Stated goal> Locate each line of the material below that contains the word "tree" and copy every such line in full.
==================================================
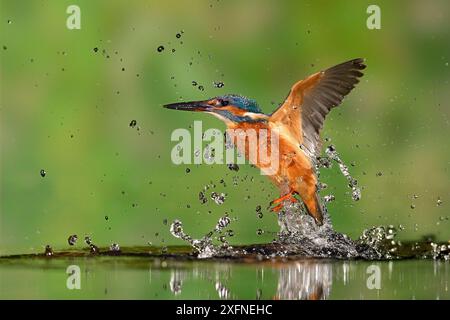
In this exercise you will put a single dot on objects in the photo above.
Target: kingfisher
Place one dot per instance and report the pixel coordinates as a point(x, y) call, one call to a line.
point(297, 123)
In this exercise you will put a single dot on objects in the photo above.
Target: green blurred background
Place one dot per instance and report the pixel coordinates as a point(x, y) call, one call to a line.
point(66, 109)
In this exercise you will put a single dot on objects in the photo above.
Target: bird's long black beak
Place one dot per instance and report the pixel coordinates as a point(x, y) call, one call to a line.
point(190, 106)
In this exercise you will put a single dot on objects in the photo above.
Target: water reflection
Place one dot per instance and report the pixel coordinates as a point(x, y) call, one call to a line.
point(300, 280)
point(306, 280)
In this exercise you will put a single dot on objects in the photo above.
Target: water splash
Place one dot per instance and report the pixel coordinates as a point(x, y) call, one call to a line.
point(332, 154)
point(205, 246)
point(299, 235)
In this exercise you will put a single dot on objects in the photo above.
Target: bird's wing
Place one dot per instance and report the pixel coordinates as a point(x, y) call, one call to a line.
point(311, 99)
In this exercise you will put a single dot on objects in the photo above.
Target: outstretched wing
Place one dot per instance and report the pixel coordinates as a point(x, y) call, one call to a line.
point(311, 99)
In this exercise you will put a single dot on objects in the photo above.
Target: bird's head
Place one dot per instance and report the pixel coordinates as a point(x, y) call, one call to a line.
point(231, 108)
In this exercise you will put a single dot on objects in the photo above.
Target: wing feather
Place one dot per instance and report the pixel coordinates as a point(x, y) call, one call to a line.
point(311, 99)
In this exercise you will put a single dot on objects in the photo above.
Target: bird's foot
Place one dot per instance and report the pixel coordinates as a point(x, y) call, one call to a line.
point(279, 201)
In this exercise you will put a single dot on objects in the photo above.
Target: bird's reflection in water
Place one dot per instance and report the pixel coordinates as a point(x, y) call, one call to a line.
point(300, 280)
point(305, 280)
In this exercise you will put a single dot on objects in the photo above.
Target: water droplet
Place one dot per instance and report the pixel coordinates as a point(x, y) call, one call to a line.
point(72, 239)
point(218, 84)
point(114, 247)
point(88, 240)
point(201, 196)
point(218, 198)
point(48, 251)
point(223, 223)
point(93, 249)
point(356, 194)
point(230, 233)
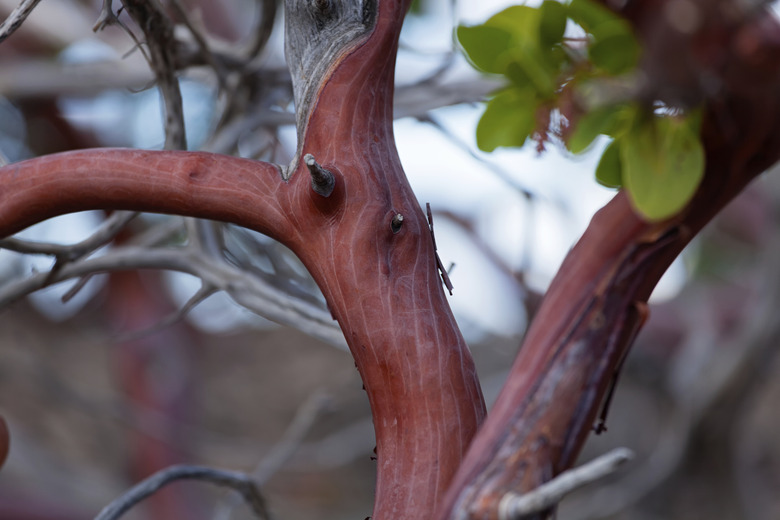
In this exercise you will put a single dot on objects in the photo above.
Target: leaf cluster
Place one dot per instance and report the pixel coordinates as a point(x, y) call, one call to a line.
point(655, 155)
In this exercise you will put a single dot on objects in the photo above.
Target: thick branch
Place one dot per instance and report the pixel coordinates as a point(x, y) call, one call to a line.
point(246, 192)
point(596, 304)
point(381, 280)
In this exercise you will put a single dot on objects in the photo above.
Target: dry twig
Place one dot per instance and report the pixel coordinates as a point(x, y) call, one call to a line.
point(240, 482)
point(17, 18)
point(515, 507)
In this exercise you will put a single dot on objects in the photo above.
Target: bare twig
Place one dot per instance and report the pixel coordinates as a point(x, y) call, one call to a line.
point(249, 291)
point(158, 31)
point(201, 43)
point(515, 507)
point(280, 453)
point(202, 294)
point(17, 18)
point(445, 278)
point(240, 482)
point(68, 253)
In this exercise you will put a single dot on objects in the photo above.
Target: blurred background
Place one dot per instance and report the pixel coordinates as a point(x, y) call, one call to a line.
point(107, 378)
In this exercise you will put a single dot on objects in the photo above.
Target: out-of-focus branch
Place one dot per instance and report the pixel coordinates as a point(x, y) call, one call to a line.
point(249, 291)
point(284, 449)
point(108, 229)
point(515, 507)
point(240, 482)
point(158, 31)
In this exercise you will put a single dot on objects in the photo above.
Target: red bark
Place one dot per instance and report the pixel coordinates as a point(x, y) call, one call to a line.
point(597, 301)
point(382, 286)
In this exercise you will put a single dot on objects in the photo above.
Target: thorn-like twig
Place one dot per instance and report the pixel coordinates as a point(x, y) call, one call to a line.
point(514, 506)
point(240, 482)
point(396, 222)
point(445, 278)
point(322, 180)
point(17, 18)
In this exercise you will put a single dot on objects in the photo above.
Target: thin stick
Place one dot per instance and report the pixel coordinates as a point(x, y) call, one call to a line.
point(515, 507)
point(16, 18)
point(240, 482)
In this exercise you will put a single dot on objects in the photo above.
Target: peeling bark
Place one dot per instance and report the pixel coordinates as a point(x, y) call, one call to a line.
point(380, 279)
point(597, 302)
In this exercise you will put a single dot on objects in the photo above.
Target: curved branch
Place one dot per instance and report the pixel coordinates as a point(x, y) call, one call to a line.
point(596, 303)
point(217, 187)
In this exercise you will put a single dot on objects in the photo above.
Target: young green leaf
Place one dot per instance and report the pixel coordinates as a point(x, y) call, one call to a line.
point(602, 120)
point(663, 164)
point(589, 14)
point(609, 171)
point(508, 120)
point(485, 46)
point(521, 21)
point(552, 22)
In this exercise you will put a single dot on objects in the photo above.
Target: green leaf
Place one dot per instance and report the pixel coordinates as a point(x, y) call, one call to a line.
point(552, 22)
point(663, 164)
point(614, 49)
point(508, 119)
point(484, 47)
point(602, 120)
point(535, 66)
point(521, 21)
point(609, 170)
point(589, 14)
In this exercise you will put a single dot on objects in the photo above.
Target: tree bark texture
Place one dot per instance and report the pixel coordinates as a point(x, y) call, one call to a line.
point(380, 279)
point(379, 274)
point(597, 302)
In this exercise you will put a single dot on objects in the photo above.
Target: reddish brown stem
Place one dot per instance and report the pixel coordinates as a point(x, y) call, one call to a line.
point(596, 305)
point(250, 193)
point(380, 279)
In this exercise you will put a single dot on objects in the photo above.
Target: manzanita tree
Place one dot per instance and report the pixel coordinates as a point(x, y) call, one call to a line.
point(344, 206)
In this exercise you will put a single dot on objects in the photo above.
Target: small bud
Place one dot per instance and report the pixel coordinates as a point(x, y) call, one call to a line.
point(322, 180)
point(396, 222)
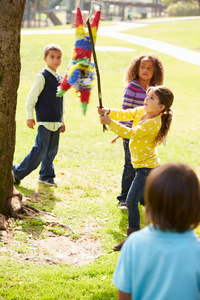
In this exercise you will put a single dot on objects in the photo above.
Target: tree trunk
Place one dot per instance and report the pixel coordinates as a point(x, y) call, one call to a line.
point(11, 13)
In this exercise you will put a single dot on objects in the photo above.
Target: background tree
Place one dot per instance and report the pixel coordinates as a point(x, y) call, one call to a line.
point(11, 14)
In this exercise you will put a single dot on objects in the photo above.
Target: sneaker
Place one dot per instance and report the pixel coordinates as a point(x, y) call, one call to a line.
point(49, 182)
point(122, 205)
point(15, 180)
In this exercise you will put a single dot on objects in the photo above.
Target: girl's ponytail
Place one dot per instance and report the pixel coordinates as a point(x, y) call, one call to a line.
point(166, 98)
point(166, 118)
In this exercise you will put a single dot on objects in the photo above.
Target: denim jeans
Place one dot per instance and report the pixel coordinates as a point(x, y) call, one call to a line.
point(135, 195)
point(44, 150)
point(128, 173)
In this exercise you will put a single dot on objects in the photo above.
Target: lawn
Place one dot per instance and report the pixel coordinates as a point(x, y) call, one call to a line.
point(89, 168)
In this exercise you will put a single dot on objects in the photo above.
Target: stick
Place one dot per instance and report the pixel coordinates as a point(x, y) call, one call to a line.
point(96, 65)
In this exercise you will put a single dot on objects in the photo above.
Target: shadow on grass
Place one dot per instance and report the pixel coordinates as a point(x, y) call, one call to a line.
point(43, 199)
point(111, 295)
point(123, 224)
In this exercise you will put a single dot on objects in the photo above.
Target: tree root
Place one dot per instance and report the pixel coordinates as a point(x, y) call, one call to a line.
point(16, 208)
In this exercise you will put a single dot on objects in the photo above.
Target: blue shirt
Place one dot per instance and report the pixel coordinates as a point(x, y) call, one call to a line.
point(158, 265)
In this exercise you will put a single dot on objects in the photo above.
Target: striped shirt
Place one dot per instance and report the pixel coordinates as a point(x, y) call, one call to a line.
point(134, 96)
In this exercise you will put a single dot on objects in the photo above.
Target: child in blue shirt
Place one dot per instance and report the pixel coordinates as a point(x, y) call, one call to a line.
point(49, 113)
point(162, 261)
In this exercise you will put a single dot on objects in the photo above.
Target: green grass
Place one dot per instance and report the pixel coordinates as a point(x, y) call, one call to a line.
point(89, 169)
point(184, 34)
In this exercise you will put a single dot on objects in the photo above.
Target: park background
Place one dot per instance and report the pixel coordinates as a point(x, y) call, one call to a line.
point(89, 168)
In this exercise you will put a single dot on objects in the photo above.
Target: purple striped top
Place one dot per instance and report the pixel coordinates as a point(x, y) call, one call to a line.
point(134, 95)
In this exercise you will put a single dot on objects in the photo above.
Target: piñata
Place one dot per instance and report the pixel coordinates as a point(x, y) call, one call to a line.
point(80, 73)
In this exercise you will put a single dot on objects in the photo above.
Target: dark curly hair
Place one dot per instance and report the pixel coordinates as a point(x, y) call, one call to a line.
point(133, 69)
point(172, 197)
point(166, 98)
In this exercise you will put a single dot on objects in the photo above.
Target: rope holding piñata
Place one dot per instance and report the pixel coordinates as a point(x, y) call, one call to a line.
point(81, 72)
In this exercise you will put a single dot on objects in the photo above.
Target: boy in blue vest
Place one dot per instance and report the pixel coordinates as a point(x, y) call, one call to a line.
point(49, 115)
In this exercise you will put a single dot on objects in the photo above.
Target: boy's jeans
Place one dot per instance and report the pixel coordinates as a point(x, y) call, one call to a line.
point(44, 150)
point(135, 195)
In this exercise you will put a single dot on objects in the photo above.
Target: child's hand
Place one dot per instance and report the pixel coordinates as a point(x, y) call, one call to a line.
point(102, 111)
point(31, 123)
point(114, 140)
point(62, 128)
point(105, 120)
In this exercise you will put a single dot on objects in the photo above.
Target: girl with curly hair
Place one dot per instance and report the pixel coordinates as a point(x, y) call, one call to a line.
point(145, 70)
point(151, 124)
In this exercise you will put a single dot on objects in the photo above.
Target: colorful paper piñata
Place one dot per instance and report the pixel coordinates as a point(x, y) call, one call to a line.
point(80, 73)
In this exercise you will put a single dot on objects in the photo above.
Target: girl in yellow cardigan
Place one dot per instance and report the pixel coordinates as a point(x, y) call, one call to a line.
point(151, 124)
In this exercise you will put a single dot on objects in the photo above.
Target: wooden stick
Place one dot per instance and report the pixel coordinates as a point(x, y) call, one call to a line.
point(96, 65)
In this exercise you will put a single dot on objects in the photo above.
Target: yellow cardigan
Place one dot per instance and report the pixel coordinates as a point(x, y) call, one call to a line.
point(141, 135)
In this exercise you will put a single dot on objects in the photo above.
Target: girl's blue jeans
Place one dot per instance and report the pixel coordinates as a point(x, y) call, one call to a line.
point(128, 173)
point(135, 195)
point(44, 150)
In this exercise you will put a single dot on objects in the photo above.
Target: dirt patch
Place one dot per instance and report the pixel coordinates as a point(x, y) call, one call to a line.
point(55, 250)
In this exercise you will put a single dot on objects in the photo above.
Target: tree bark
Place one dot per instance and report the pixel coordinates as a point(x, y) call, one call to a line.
point(11, 14)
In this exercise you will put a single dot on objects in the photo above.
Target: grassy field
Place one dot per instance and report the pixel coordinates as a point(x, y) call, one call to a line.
point(184, 33)
point(89, 168)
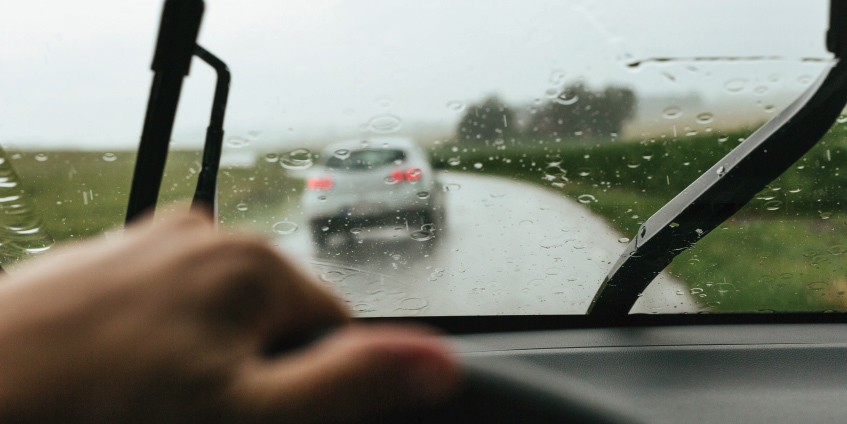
==================================================
Worked solution>
Target: tree bark texture
Target: manzanita tree
Target: tree trunk
Target: background tree
Target: tree root
Target: tree bark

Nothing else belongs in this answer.